Set task ->
List each line below that contains the string "window", copying every such line in full. Matching is case-sensitive.

━━ Data to use ━━

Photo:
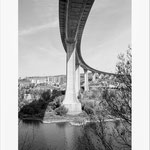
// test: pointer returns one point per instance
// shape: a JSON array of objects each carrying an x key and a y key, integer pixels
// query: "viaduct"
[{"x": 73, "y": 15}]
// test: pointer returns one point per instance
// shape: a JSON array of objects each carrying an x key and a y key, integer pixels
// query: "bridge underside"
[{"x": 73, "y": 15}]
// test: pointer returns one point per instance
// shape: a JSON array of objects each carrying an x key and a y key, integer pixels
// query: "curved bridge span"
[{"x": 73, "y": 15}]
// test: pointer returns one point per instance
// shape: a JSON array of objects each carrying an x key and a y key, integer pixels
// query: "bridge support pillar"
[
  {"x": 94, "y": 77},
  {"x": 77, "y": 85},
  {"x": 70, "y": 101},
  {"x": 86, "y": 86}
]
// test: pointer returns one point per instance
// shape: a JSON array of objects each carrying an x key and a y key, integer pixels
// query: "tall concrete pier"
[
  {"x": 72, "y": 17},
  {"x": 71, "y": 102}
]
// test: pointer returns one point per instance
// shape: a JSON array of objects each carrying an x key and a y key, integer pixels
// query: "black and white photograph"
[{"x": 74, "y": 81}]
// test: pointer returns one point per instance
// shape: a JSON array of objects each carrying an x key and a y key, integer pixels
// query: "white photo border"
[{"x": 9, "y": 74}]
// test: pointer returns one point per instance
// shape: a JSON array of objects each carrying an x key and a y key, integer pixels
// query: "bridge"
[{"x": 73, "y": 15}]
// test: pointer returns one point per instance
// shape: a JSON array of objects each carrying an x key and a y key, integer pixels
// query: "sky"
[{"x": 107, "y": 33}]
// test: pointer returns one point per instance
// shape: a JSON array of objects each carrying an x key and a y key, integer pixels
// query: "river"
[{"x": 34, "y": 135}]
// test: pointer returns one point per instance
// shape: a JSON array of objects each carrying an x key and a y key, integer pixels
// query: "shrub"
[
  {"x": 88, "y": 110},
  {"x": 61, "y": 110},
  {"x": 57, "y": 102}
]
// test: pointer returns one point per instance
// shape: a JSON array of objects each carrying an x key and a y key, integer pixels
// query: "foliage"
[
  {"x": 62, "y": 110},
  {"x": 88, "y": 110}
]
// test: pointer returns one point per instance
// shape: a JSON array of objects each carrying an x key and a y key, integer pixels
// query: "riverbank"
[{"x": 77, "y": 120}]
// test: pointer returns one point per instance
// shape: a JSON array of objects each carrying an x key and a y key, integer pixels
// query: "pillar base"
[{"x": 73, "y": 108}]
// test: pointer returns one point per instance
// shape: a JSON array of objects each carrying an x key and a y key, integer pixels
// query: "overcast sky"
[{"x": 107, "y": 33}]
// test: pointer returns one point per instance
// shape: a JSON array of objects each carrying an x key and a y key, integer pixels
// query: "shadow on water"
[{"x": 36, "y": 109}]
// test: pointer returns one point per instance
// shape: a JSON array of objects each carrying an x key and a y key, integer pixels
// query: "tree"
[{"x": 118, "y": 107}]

━━━
━━ Data to use ━━

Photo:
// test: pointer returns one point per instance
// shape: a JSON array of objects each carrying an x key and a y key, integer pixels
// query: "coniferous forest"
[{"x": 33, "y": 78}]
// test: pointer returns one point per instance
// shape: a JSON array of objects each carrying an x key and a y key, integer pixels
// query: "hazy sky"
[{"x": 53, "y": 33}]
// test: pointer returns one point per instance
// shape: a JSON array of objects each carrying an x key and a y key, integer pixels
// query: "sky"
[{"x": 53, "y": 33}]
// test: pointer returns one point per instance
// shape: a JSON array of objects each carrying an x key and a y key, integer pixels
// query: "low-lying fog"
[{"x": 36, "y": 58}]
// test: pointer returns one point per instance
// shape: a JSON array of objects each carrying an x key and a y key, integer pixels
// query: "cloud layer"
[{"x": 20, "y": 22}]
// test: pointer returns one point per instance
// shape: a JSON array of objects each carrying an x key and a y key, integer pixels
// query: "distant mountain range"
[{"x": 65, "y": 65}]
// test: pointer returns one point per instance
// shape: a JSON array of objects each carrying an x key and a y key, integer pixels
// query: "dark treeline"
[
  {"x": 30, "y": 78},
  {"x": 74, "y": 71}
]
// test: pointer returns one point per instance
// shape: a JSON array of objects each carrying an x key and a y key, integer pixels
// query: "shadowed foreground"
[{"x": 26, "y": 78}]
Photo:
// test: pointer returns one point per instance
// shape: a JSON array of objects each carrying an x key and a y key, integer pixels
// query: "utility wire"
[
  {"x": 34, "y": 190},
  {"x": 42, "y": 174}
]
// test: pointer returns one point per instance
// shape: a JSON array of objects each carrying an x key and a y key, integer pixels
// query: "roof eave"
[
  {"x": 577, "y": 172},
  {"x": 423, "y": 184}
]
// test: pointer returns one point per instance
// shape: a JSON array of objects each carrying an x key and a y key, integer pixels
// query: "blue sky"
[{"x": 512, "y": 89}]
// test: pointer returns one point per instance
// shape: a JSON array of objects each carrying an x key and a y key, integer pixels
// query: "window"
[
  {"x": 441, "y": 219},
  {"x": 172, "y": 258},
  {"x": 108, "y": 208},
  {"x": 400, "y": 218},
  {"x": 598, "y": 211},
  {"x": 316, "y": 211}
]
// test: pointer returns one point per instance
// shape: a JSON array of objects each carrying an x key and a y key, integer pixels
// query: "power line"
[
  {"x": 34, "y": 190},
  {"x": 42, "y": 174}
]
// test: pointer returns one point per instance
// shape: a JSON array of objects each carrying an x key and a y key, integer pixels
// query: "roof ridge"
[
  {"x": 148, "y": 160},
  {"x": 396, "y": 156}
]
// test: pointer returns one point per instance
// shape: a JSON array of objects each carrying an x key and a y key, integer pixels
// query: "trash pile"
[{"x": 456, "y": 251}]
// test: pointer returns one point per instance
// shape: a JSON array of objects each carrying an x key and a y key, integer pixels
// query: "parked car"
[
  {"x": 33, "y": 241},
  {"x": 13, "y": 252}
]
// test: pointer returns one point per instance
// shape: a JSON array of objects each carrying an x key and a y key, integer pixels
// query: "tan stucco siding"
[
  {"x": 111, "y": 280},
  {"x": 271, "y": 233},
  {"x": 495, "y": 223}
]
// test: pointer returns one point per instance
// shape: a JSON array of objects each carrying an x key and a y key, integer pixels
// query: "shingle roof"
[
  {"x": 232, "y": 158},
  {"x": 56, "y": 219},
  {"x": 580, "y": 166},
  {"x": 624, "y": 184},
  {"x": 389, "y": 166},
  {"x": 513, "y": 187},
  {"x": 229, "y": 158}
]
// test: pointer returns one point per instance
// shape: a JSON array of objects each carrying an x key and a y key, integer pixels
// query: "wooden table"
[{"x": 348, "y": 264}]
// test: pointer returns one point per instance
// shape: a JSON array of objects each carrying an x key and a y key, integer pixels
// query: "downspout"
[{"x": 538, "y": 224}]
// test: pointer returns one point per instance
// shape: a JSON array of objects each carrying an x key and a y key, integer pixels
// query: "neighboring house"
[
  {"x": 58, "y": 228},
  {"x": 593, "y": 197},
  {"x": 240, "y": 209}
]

━━━
━━ Data to use ━━

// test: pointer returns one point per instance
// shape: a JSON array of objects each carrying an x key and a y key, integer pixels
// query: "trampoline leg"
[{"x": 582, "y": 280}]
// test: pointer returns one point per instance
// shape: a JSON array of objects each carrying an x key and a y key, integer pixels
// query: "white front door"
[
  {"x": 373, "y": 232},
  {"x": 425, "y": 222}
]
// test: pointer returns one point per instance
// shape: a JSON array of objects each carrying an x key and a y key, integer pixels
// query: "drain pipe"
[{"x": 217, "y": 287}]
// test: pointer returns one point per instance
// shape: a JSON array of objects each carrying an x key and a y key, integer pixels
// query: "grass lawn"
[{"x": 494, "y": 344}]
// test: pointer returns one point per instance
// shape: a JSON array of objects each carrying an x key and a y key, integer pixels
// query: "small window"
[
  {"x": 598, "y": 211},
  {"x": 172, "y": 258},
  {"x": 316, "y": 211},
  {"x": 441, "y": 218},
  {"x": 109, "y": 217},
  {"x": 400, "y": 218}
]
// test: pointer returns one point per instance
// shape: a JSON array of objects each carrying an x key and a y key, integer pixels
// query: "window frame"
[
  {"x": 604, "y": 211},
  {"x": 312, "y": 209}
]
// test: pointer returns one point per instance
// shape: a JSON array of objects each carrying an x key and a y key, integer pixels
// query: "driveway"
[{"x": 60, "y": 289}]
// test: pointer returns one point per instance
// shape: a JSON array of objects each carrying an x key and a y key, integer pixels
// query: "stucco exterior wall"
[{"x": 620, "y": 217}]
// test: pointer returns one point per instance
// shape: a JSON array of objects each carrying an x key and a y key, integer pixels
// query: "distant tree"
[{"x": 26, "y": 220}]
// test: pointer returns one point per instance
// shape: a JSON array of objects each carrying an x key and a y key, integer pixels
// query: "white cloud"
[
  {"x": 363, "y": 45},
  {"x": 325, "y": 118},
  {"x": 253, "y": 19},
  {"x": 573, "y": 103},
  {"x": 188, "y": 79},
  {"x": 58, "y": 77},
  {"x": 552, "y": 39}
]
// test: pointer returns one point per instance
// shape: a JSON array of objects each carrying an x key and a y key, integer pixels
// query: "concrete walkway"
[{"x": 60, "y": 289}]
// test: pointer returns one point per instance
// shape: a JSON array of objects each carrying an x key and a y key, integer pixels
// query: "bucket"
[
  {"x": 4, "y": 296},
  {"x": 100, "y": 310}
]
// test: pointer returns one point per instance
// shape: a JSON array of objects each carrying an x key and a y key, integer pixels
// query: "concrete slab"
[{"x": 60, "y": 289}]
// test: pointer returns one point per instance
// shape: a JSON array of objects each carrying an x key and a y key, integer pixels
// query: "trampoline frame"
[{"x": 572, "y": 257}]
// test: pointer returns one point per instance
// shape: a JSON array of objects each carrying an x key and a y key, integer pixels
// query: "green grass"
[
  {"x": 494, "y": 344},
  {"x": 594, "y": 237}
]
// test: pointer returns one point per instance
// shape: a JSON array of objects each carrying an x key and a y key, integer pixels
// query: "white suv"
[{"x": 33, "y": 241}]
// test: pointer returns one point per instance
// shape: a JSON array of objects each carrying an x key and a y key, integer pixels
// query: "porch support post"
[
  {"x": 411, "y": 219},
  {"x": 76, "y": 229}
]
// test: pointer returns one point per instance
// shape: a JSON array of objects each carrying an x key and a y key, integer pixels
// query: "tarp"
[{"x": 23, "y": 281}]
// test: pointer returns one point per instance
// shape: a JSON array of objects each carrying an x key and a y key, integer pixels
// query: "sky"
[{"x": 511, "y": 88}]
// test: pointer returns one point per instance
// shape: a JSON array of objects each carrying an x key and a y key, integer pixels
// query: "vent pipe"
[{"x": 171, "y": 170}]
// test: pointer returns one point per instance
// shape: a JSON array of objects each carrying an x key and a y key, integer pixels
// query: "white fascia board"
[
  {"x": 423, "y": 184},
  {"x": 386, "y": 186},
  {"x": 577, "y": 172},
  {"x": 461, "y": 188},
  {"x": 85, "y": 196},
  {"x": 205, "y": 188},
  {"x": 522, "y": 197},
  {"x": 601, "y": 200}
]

━━━

Expected output ->
// query: "window"
// query: "small window"
// query: "window frame"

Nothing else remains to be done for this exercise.